THE TASKS ▸
**A.** Answer these questions using the article below on the CFTC's withdrawal of its crypto "actual delivery" guidance:
(i) Within how many days did actual delivery have to occur for a transaction to be exempt under Section 2(c)(2)(D) of the Commodity Exchange Act?
(ii) Below what price was Bitcoin trading when the original guidance was published?
(iii) What legislation does the article say created new legal frameworks that the 2020 guidance did not contemplate?
**B.** Please extend the article below on the CFTC's withdrawal of its crypto "actual delivery" guidance, starting right after its final sentence.

TL;DR
- The CFTC officially withdrew its 2020 interpretive guidance on “actual delivery” of virtual currencies on December 11, 2025
- Acting Chairman Caroline Pham cited “substantial developments in crypto asset markets” as the driving force
- The move is part of the CFTC’s broader “Crypto Sprint” initiative to modernize digital asset regulation
- The withdrawal leaves a temporary regulatory gap until new guidance or FAQs are issued
- Industry observers see the decision as a signal that regulators are embracing innovation over restriction
The Commodity Futures Trading Commission has taken a decisive step toward modernizing its approach to digital asset regulation. On December 11, 2025, Acting Chairman Caroline D. Pham announced that the CFTC is withdrawing its outdated guidance related to the “actual delivery” of virtual currencies, a framework that had been in place since June 2020 and was increasingly seen as misaligned with the realities of modern crypto markets.
What Was the “Actual Delivery” Guidance?
The original interpretive guidance, published in June 2020, clarified the CFTC’s views on when “actual delivery” of a virtual currency had occurred in the context of leveraged retail commodity transactions. Under Section 2(c)(2)(D) of the Commodity Exchange Act, certain transactions in commodities — including digital assets — could be exempt from CFTC oversight if actual delivery of the asset to the purchaser occurred within 28 days.
The 2020 framework imposed strict standards for what constituted actual delivery. For a transaction to qualify, the buyer had to obtain full control and possession of the digital asset, including the ability to transfer it freely without interference from the seller or any third party. The guidance was specifically designed to address the blurry line between spot crypto purchases and regulated futures contracts, particularly when leverage or margin was involved.
At the time, the crypto market was a fraction of its current size. Bitcoin was trading below $10,000, decentralized finance was barely a concept in mainstream finance, and institutional adoption was minimal. The guidance reflected a market that no longer exists.
Why the CFTC Decided to Withdraw
Acting Chairman Pham made it clear that the withdrawal responds to fundamental changes in the digital asset landscape. “The CFTC is withdrawing outdated guidance related to actual delivery of virtual currencies, given the substantial developments in crypto asset markets,” she stated in the official announcement. Pham added that “with decisive action, real progress can be made to protect Americans by promoting access to safe US markets.”
The decision is grounded in several key developments that have transformed the market since 2020. Crypto asset trading volumes have grown exponentially, with institutional participation reaching unprecedented levels. The technology underpinning digital assets has matured significantly, with Layer 2 scaling solutions, institutional-grade custody solutions, and sophisticated trading infrastructure now commonplace. The passage of legislation like the GENIUS Act has also created new legal frameworks that the 2020 guidance did not contemplate.

Dataset entries
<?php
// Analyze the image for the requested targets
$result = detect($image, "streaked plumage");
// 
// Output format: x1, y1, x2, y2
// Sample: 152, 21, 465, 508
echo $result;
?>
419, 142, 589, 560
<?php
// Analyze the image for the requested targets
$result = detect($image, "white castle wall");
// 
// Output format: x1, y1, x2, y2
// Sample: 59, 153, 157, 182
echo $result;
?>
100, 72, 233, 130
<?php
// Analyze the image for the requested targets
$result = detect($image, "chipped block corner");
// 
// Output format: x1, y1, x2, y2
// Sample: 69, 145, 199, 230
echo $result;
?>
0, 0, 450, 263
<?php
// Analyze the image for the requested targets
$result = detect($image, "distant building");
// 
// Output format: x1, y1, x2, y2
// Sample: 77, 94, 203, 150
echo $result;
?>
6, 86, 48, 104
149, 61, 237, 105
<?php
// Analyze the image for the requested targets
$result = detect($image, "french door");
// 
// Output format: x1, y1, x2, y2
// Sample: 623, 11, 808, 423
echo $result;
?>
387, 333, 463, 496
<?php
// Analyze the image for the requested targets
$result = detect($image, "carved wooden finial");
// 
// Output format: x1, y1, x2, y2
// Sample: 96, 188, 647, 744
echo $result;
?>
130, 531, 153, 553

* * *

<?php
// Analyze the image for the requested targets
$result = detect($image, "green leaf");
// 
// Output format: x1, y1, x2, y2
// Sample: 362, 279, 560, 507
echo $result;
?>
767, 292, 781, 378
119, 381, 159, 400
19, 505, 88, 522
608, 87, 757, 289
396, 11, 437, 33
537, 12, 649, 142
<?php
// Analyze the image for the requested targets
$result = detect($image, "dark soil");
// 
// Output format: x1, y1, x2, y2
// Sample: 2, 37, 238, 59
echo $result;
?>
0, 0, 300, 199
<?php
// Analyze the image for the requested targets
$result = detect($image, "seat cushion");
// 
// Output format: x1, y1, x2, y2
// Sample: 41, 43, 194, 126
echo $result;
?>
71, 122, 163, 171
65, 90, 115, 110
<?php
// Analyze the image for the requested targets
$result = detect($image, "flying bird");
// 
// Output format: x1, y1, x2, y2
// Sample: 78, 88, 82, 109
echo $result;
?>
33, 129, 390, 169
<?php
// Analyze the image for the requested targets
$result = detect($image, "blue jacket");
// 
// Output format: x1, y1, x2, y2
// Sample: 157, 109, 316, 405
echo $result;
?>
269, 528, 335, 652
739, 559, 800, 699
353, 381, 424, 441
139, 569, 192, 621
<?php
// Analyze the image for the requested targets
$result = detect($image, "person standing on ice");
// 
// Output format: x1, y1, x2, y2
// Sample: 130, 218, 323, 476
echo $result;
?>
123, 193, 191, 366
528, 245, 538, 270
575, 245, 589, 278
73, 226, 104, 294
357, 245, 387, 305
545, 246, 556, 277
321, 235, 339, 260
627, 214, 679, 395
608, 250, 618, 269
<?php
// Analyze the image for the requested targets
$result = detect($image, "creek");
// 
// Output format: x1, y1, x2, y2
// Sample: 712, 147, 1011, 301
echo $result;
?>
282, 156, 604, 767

REPLIES ▸
**A.**
(i) 28 days
(ii) $10,000
(iii) The GENIUS Act

**B.**
Perhaps most importantly, the CFTC itself has evolved. The agency’s “Crypto Sprint” initiative, launched to implement recommendations from the President’s Working Group on Digital Asset Markets, represents a comprehensive effort to bring the CFTC’s regulatory approach into alignment with the current state of the industry.
The Regulatory Gap and What Comes Next
The withdrawal of the 2020 guidance creates an immediate question: what standards now govern the determination of actual delivery for virtual currencies? The CFTC has acknowledged this gap and indicated that it may issue updated guidance or frequently asked questions to provide clarity to market participants.
Industry observers are watching closely to see what form the replacement framework will take. The CFTC has encouraged public input through its ongoing Crypto Sprint initiative, suggesting that the new approach may be more collaborative and industry-informed than the top-down guidance it replaces.
Legal analysts from Morgan Lewis noted that the withdrawal “leaves questions as to the regulation of firms that serve retail customers” who facilitate leveraged crypto transactions. Firms that relied on the 2020 guidance to structure their compliance programs will need to carefully evaluate their operations in light of the new regulatory landscape.
Broader Context: The CFTC’s Crypto Sprint
The actual delivery guidance withdrawal is not an isolated action. It came just days after the CFTC issued two other significant regulatory developments. On December 8, 2025, the CFTC’s Market Participants Division issued no-action relief allowing futures commission merchants to accept non-securities digital assets — including payment stablecoins, bitcoin, and ether — as collateral. The agency also issued staff guidance on the use of tokenized assets, including tokenized money market funds, as collateral in futures and cleared swaps trading.
These actions collectively represent a fundamental shift in how the CFTC approaches digital assets. Rather than applying legacy frameworks designed for traditional commodities, the agency is actively working to create regulatory structures that reflect the unique characteristics of digital assets while maintaining investor protections.
Industry Reaction
The response from the crypto industry has been largely positive. The withdrawal is seen as recognition that the 2020 guidance had become an obstacle to innovation, forcing market participants to comply with standards designed for a market that bore little resemblance to the current landscape.
Trading platforms and custodians that had structured their operations around the 28-day delivery window and strict custody requirements now have the opportunity to develop more flexible and efficient service models. However, the absence of replacement guidance also creates uncertainty, particularly for smaller firms that lack the legal resources to navigate regulatory ambiguity.
Acting Chairman Pham positioned the withdrawal as part of a broader philosophy: eliminating overly complex rules that stifle innovation while still protecting market participants. The CFTC’s approach reflects a growing consensus among U.S. regulators that the path forward for digital asset regulation lies in updating and modernizing existing frameworks rather than imposing blanket restrictions.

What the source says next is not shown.